== FRAGMENTO DEL DOCUMENTO ==

Platos que nacieron desde la pobreza, terminaron imponiéndose en el paladar de la gente. Y no hablo de complicadas elaboraciones, sino incluso de la llamada "comida chatarra", mascarón de proa de las grandes corporaciones alimentarias.

Si hay un producto alimenticio industrial emblemático a nivel global es la hamburguesa, la original, la de carne roja. Símbolo de una cada vez más cercana dieta única, la hamburguesa ha ganado todos los mercados, todas las clases sociales, sin distinguir ideologías ni religiones.

La "santa" hamburguesa, dicen sus apologistas, democratiza paladares pero en el camino, acoto yo, destruye identidades y no resulta buena para la salud su ingesta compulsiva. Sin embargo, muchos apuestan a su elaboración y venta, alegando con justicia motivos económicos.

El negocio está en las hamburguesas. No lo digo yo, lo declaró Germán Martitegui. "Si buscara el negocio, tendría una hamburguesería", afirmó. Mauro Colagreco, más parco, se limitó a abrir sus hamburgueserías "Carne" en la Argentina, y Adriá sus "Fast Good" en España.

Además, sin ninguna posibilidad de un micrófono para comunicar sus preferencias, ni exposición mediática que les otorgue impunidad, cientos de miles de nuevos cocineros apuestan, sin dudarlo, a la hamburguesa.

Basta una recorrida por Palermo y otros barrios porteños. Hablamos de un caso extremo, de un bife de carne picada con antecedentes en la lejana Mongolia, navegando en un barco de emigrantes que zarpó de Hamburgo y amarró en Nueva York. Fue comida callejera para los obreros de origen alemán y luego fue apropiado por la industria para colonizar los paladares en todo el planeta. Emblema de la cocina estadounidense. De mendiga a reina del baile.

===
== DATOS GUARDADOS ==

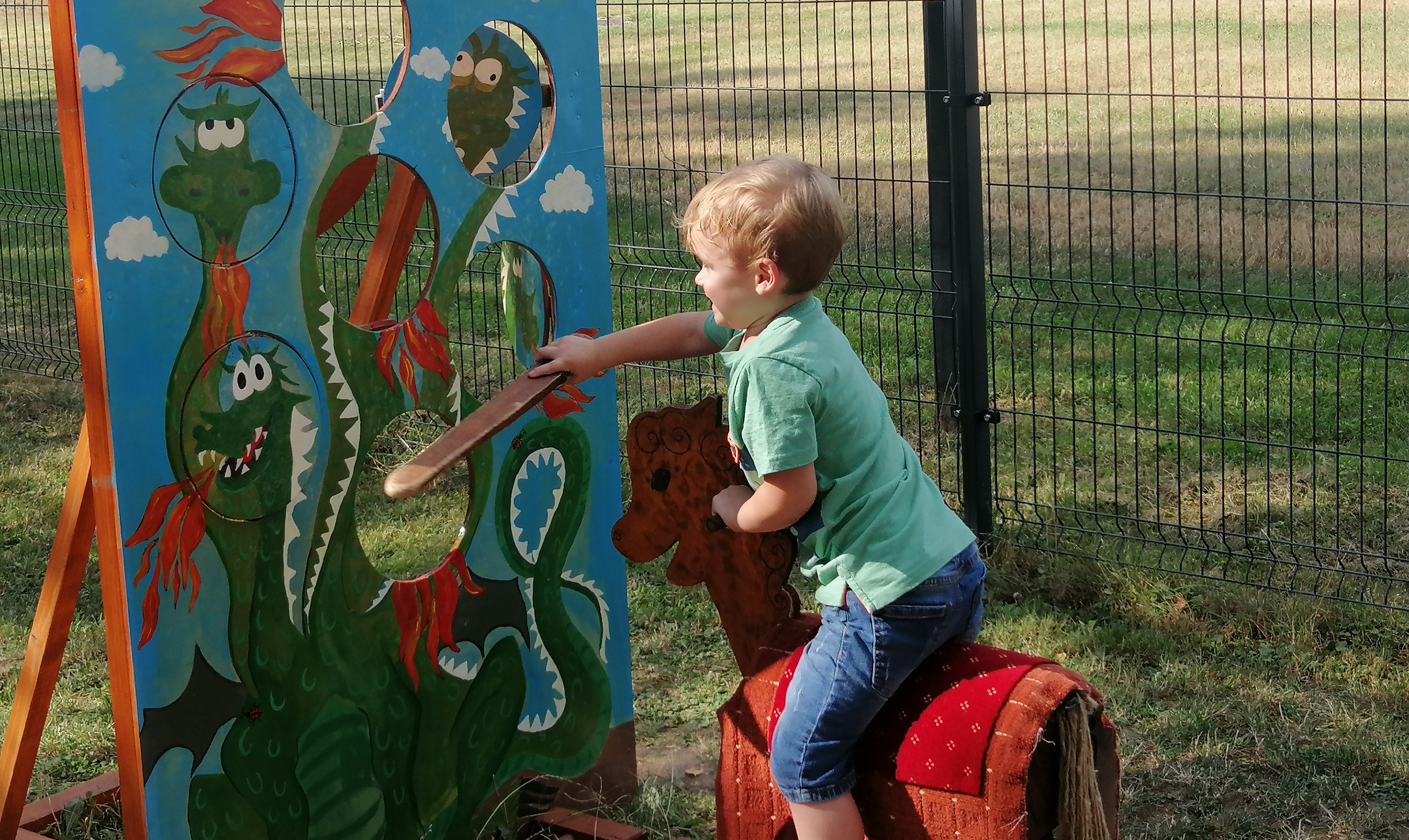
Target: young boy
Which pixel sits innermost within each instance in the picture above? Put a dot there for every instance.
(900, 571)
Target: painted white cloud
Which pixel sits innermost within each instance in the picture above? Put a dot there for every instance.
(134, 239)
(430, 62)
(567, 191)
(98, 70)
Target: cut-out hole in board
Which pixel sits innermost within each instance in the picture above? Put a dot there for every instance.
(508, 311)
(409, 538)
(499, 103)
(223, 170)
(340, 51)
(377, 240)
(247, 423)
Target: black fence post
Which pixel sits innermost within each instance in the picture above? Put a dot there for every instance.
(953, 101)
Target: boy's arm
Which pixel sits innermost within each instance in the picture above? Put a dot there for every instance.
(663, 340)
(778, 502)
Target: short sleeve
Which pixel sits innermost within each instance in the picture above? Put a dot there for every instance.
(780, 425)
(719, 336)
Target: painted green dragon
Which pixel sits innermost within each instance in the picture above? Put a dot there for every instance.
(364, 707)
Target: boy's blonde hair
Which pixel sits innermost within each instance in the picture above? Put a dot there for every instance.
(776, 208)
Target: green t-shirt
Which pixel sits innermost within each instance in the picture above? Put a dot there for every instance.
(800, 395)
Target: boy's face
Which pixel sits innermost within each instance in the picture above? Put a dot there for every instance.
(732, 287)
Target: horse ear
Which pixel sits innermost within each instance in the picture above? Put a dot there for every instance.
(716, 453)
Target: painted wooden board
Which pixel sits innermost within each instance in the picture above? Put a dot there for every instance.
(284, 686)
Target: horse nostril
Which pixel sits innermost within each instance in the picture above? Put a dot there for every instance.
(661, 480)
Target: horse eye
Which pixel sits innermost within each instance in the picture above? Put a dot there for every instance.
(661, 480)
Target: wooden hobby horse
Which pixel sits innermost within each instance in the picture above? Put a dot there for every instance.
(979, 743)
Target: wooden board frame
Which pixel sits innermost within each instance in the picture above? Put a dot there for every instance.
(89, 508)
(91, 504)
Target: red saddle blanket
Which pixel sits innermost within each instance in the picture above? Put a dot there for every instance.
(936, 729)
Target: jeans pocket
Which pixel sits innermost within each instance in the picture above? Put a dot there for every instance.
(932, 612)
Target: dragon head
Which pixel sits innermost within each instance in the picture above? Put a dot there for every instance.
(484, 94)
(220, 181)
(241, 426)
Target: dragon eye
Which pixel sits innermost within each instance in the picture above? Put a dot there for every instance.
(243, 381)
(488, 71)
(260, 373)
(464, 65)
(208, 137)
(212, 135)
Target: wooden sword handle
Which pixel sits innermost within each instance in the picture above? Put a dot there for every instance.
(456, 443)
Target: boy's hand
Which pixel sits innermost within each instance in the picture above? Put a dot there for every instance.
(576, 354)
(729, 501)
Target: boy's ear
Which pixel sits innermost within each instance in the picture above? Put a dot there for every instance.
(768, 277)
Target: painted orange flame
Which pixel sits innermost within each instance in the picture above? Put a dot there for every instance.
(427, 605)
(175, 535)
(243, 64)
(419, 342)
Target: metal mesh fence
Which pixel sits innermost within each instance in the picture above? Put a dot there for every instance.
(37, 327)
(1195, 234)
(1198, 254)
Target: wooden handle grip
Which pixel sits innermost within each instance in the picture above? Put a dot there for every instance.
(456, 443)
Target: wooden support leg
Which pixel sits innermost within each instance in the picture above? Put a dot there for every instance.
(392, 243)
(48, 636)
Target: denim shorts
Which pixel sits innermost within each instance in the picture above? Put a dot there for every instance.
(854, 664)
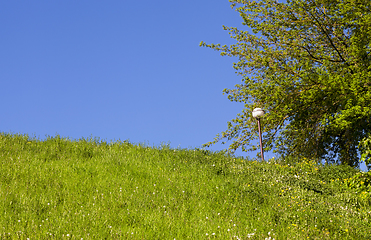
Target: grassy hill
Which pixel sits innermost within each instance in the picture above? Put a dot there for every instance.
(89, 189)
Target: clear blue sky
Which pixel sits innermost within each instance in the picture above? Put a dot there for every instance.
(129, 70)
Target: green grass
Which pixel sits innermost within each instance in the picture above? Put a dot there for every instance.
(90, 189)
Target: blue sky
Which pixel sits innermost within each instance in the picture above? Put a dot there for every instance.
(128, 70)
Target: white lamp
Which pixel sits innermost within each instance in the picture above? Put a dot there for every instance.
(257, 113)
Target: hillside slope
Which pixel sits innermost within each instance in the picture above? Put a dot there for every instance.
(90, 189)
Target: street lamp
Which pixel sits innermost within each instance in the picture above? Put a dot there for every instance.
(257, 113)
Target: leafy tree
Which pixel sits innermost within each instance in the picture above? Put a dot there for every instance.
(308, 64)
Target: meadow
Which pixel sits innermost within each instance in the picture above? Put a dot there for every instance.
(90, 189)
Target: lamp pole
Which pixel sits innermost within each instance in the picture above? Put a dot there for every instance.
(257, 113)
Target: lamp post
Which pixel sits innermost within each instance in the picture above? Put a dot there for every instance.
(257, 113)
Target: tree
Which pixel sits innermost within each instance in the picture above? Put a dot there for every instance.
(308, 64)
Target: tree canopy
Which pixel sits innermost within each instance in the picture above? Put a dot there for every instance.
(307, 63)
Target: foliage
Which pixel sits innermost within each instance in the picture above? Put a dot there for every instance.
(307, 63)
(365, 146)
(89, 189)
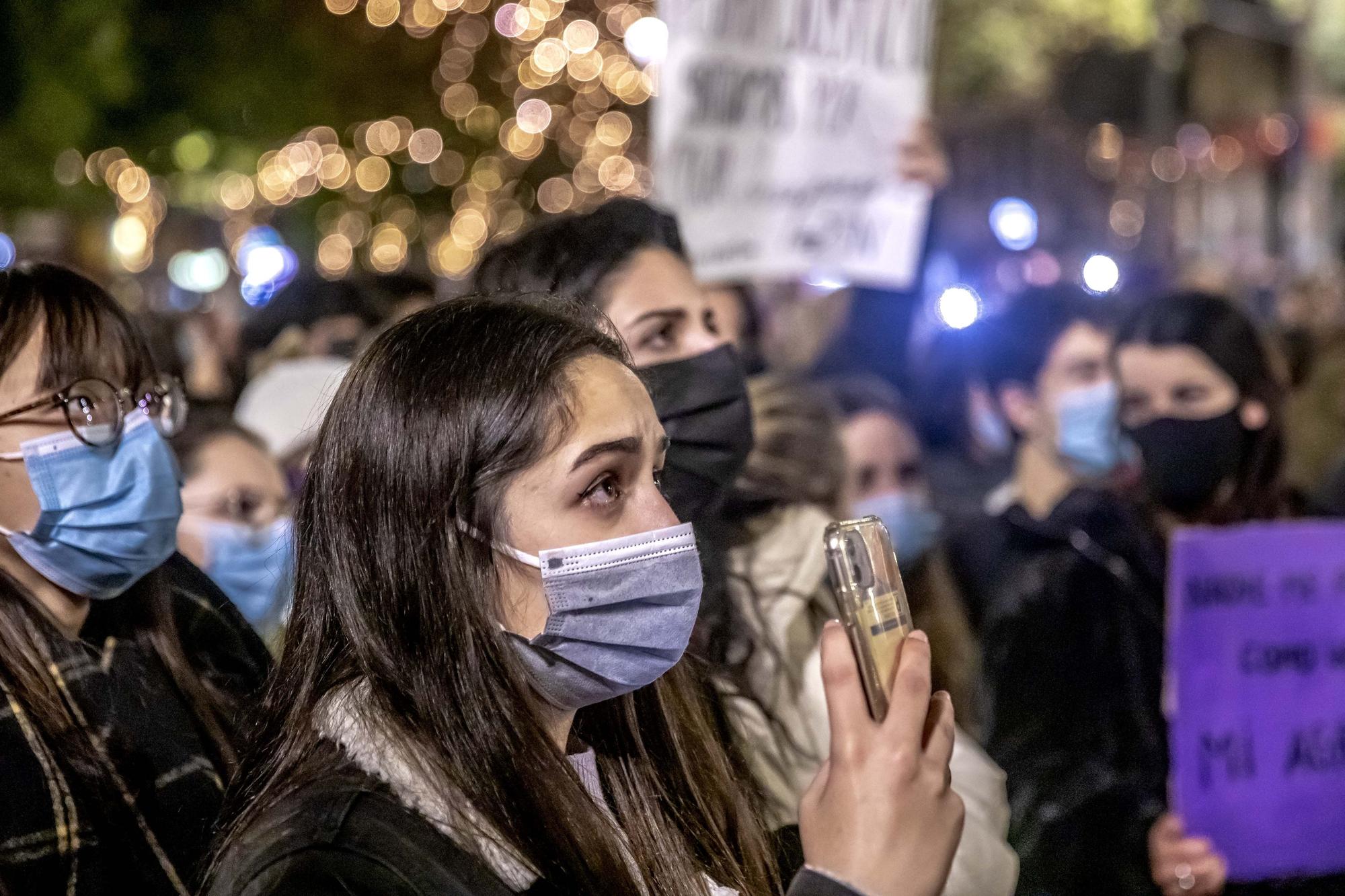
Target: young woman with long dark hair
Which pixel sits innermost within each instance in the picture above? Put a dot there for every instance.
(122, 666)
(1203, 400)
(481, 689)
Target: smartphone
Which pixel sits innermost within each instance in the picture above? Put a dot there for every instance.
(863, 568)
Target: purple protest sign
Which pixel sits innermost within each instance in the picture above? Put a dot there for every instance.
(1257, 669)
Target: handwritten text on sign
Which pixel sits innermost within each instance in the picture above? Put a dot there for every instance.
(1257, 654)
(777, 134)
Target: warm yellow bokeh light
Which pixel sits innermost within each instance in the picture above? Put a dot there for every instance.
(551, 56)
(555, 196)
(372, 174)
(130, 236)
(535, 116)
(383, 138)
(453, 260)
(614, 128)
(235, 190)
(582, 36)
(334, 173)
(617, 173)
(134, 184)
(384, 13)
(482, 122)
(459, 100)
(424, 146)
(336, 255)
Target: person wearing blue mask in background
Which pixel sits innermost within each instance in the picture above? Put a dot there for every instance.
(793, 486)
(1066, 583)
(122, 666)
(236, 521)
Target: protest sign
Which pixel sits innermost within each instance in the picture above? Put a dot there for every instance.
(777, 136)
(1257, 670)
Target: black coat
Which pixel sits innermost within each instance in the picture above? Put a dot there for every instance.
(348, 834)
(64, 829)
(1073, 635)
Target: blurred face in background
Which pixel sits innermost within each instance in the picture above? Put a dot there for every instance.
(883, 455)
(1176, 381)
(660, 311)
(726, 302)
(236, 524)
(1077, 362)
(886, 478)
(337, 337)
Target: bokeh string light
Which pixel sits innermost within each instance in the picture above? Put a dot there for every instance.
(543, 112)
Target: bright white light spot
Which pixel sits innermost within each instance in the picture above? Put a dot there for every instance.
(1101, 275)
(828, 282)
(200, 271)
(1015, 224)
(648, 41)
(267, 263)
(958, 307)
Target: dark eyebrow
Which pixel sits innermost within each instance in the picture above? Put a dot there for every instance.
(629, 446)
(672, 314)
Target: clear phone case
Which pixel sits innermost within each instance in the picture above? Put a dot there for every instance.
(863, 568)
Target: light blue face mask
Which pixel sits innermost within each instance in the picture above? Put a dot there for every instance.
(621, 614)
(252, 565)
(1087, 434)
(110, 516)
(911, 521)
(991, 431)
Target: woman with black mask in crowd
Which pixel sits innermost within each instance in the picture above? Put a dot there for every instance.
(627, 259)
(481, 689)
(122, 666)
(1203, 401)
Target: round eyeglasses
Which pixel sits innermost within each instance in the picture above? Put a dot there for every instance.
(96, 411)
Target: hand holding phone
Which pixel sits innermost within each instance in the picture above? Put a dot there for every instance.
(863, 569)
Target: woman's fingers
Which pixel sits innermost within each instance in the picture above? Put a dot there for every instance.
(910, 702)
(848, 710)
(939, 729)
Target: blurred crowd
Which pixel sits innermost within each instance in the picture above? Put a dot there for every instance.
(1030, 512)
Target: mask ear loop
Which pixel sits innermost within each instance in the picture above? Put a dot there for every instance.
(10, 455)
(524, 557)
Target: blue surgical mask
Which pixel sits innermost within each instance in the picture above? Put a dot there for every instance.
(621, 614)
(911, 521)
(252, 565)
(110, 516)
(1087, 434)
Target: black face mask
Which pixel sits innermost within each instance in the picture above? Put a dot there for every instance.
(703, 404)
(1187, 460)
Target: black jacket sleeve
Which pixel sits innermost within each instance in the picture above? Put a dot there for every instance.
(813, 883)
(1070, 715)
(334, 872)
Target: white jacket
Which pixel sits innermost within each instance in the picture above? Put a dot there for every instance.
(778, 584)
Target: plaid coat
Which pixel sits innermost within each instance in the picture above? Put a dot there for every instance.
(151, 834)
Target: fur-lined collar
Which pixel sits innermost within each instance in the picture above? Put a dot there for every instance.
(344, 719)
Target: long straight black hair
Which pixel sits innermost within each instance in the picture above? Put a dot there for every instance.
(426, 434)
(1215, 327)
(87, 334)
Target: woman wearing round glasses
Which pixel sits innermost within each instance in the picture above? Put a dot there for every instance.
(120, 666)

===

• _QUÉ HACER_: Prosigue el texto sobre la hamburguesa a partir de su última oración. Las filas provienen de otra fuente.

• _RESPUESTA_:
Por supuesto, muchos otros platos despreciados en su momento por los sibaritas, terminaron siendo manjares para pueblos enteros, sin llegar a ser industrializados. Sin ir más lejos, en nuestro país, las achuras desechadas por las clases acomodadas, fueron aprovechadas por esclavos y gentes del pueblo menudo (como se llamaba a los pobres), y luego de un largo tiempo pasaron a integrar la exquisita parrillada argentina en la restauración pública y en los hogares.

Si fuéramos humildes y prácticos, podríamos reparar en cientos de platos exquisitos, sencillos y económicos de la cocina porteña y regional.

En tiempos de crisis, es prudente retomar los recetarios tradicionales antiguos, y revalorizar alimentos que han salvado de hambrunas a millones de personas. Empezando por el pan, las papas, el maíz, el pescado, huevos, por nombrar unos pocos. Grimod de la Reyniére, un pionero del periodismo gastronómico, y con altibajos en su economía personal pero mucho ingenio, escribió: "una buena sopa es la gran comida del pobre, un disfrute que a menudo el rico le envidia. La sopa de cebolla, también nacida pobre, llegó a la alta cocina. El consomé nace del humilde consumado, caldo de la olla podrida hispana. En España, la sopa de ajos es otro ejemplo del ingenio popular. Ni que hablar del bacalao, pescado salado consumido por los más pobres de toda Europa por su bajo costo, considerado hoy manjar de ricos.

En plena Guerra Civil Española, el editor y gastrónomo catalán Ignási Domenech i Puigcercós escribió en 1938 "Cocina de recursos", con recetas de la cocina de subsistencia; ingeniosos platos como la tortilla de papas sin huevos ni papas; chuletas de arroz; indicaciones de cómo deben alargarse las raciones de pescado frito; calamares fritos sin calamares o la sopa bullabesa sin pescado.

Todo era posible con tal de engañar al estómago, cuando la obsesión de toda la población era la comida. El libro, sin embargo, no pudo ser publicado hasta que finalizó la guerra, y se levantó la prohibición para publicar obras referidas a la gastronomía.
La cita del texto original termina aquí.